» **Problem details**
How many lines in the data below contain the string "jacket", counting case-sensitively? Reply with the number alone.

» **Data provided**
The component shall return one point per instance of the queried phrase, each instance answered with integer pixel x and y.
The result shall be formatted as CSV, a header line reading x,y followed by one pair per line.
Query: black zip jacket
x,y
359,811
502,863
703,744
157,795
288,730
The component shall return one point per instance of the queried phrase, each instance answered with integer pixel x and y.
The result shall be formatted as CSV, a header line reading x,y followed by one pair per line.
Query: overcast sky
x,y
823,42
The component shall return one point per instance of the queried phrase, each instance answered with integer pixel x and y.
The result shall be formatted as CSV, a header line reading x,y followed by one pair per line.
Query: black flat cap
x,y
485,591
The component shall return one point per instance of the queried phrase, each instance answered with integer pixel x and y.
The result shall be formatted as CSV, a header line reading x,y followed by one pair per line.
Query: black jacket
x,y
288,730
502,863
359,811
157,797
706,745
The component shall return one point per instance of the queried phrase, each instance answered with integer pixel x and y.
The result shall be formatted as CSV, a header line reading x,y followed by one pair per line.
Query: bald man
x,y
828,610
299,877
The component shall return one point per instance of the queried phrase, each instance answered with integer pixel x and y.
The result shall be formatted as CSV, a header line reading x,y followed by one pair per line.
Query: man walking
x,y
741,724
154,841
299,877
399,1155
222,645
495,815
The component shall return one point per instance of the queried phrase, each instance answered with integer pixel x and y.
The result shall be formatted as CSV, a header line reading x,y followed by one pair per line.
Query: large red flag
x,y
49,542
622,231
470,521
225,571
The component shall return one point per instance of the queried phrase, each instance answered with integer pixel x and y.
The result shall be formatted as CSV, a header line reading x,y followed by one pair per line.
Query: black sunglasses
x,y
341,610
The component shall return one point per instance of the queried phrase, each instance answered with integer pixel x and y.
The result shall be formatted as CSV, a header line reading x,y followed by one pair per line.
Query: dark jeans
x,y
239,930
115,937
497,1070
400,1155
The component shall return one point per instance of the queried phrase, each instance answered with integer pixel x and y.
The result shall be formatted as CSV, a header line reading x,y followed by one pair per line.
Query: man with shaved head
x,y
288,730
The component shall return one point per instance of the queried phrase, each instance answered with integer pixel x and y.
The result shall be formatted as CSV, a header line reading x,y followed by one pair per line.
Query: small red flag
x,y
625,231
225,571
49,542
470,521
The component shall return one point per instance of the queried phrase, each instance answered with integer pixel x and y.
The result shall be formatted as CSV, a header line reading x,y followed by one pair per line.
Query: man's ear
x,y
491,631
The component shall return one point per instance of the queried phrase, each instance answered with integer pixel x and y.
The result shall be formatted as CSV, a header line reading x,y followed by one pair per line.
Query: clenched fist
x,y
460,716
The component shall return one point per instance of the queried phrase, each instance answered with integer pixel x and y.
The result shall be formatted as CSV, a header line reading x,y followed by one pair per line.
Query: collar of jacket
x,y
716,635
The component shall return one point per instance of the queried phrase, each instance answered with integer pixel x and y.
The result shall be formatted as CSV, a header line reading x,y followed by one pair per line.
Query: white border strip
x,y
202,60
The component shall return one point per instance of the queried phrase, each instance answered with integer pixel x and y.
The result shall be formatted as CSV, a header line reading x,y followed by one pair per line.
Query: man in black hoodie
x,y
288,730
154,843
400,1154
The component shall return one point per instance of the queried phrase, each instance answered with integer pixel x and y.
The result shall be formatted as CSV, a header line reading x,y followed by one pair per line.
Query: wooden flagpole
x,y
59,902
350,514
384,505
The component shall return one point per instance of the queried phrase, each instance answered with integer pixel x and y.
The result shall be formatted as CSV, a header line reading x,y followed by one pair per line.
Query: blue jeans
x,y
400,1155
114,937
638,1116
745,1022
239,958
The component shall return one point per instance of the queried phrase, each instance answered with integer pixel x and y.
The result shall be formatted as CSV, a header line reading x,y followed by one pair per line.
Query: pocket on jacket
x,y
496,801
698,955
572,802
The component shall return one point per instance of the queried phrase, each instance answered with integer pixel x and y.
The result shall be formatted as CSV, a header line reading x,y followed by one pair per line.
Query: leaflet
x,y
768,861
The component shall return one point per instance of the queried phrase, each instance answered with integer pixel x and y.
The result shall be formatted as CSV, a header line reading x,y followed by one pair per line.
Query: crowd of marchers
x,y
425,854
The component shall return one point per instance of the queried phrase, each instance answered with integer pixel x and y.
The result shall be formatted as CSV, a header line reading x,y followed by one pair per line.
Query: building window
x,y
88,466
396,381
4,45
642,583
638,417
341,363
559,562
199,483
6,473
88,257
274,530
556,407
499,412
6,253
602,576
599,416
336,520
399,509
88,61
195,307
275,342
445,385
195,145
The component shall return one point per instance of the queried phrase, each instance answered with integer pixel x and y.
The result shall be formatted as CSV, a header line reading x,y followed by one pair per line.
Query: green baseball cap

» **Solution for this exercise**
4